--- Start of Material for the task ---

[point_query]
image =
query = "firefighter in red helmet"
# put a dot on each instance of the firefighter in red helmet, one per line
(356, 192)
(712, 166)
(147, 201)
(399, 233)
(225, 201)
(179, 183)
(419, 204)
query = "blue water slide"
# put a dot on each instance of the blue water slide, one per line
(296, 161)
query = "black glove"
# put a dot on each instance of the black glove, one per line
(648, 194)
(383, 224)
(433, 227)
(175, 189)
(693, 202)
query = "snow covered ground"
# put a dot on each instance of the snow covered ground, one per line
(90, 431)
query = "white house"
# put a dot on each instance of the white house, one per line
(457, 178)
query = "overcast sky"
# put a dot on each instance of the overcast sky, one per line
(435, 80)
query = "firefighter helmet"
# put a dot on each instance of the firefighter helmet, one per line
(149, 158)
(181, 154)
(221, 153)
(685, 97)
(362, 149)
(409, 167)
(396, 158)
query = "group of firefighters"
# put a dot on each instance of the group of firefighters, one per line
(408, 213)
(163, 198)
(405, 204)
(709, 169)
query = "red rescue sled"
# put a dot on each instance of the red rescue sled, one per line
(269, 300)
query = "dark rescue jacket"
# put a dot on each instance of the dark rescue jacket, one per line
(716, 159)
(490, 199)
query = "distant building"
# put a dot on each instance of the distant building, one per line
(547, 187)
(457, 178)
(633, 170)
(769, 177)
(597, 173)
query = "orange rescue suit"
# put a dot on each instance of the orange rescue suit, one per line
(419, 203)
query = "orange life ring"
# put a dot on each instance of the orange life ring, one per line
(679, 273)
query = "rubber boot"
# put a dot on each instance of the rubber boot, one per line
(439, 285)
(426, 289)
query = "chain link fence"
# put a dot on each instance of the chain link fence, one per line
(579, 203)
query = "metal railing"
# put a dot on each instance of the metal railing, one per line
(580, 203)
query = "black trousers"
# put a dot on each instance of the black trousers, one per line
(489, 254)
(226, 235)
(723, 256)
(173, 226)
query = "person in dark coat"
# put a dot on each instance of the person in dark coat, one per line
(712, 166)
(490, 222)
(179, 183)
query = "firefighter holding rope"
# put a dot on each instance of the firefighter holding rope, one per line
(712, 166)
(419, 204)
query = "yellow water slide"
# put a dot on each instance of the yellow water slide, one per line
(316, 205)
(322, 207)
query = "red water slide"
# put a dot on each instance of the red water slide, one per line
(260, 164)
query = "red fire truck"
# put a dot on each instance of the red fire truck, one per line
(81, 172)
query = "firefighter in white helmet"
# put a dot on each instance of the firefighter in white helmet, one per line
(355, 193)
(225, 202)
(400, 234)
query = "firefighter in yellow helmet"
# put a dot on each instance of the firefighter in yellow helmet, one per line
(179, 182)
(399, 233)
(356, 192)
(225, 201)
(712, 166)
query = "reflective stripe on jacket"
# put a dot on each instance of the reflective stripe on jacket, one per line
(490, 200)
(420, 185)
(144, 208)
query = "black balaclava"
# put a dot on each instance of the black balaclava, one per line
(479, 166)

--- End of Material for the task ---

Task | Exactly as shown above, return every record.

The result |
[point_query]
image =
query = "firefighter in red helmet"
# put a dot on each instance of the firefighter in red helmet, one per line
(356, 192)
(712, 166)
(147, 201)
(399, 233)
(225, 201)
(179, 183)
(419, 204)
query = "blue water slide"
# put a dot on each instance of the blue water slide, one per line
(296, 161)
query = "black glove"
# put a dot on each instance of the black glove, one per line
(648, 194)
(383, 224)
(433, 227)
(175, 189)
(693, 202)
query = "snow covered ground"
# put a dot on each instance of the snow covered ground, one per line
(90, 431)
query = "white house"
# put a dot on each instance of the white house, one per line
(457, 178)
query = "overcast sky"
# put a dot on each instance of the overcast sky, one per line
(435, 80)
query = "firefighter helmet"
# put a dot on each instance of the firefighter helmet, one per line
(149, 158)
(181, 154)
(221, 153)
(685, 97)
(362, 149)
(409, 167)
(396, 158)
query = "group of firefighters"
# put a dot on each instance of the group of firefighters, one per line
(408, 213)
(163, 198)
(405, 204)
(709, 169)
query = "red rescue sled"
# put a dot on each instance of the red rescue sled, one per line
(269, 300)
query = "dark rescue jacket"
# put a dot on each instance of the dark rescue jacket, one per line
(716, 159)
(490, 199)
query = "distant building"
# put a dot on each instance of the distant building, one per line
(547, 187)
(457, 178)
(633, 170)
(769, 177)
(597, 173)
query = "orange rescue suit"
# put a dot on each instance of the orange rescue suit, one per line
(419, 203)
query = "orange life ring"
# put a dot on each instance of the orange life ring, one per line
(679, 273)
query = "rubber boot"
# put a dot on each instance of the rubber boot, one per line
(439, 285)
(426, 289)
query = "chain link fence"
# put a dot on each instance of the chain link fence, one per line
(579, 203)
query = "metal railing"
# put a dot on each instance of the metal railing, one per line
(580, 203)
query = "black trousers"
# put a dot on each instance of the black trousers, one per line
(489, 254)
(226, 235)
(723, 256)
(173, 226)
query = "person in dark coat"
# put a dot on each instance of the person in dark coat, one per line
(712, 166)
(490, 222)
(179, 183)
query = "firefighter holding rope"
# put a dot on each instance of the firefighter holding rope, one per line
(712, 166)
(419, 204)
query = "yellow water slide"
# put a dot on each instance of the yellow water slide, one per line
(316, 205)
(322, 207)
query = "red water slide"
# put a dot on each instance of the red water slide, one per line
(260, 164)
query = "red fire truck"
# put a dot on each instance of the red fire truck, one per line
(81, 172)
query = "firefighter in white helmet"
# put a dot on each instance of the firefighter in white helmet, one per line
(355, 193)
(225, 202)
(400, 234)
query = "firefighter in yellow helmet"
# put a dot on each instance of the firefighter in yellow helmet, one per line
(179, 182)
(399, 233)
(356, 192)
(225, 201)
(712, 166)
query = "reflective stripe on jacket"
# put a dot on each instance of the reflective stripe on jacket, one per line
(490, 200)
(420, 185)
(144, 208)
query = "black balaclava"
# put a dot on each instance of the black balaclava, one per line
(479, 166)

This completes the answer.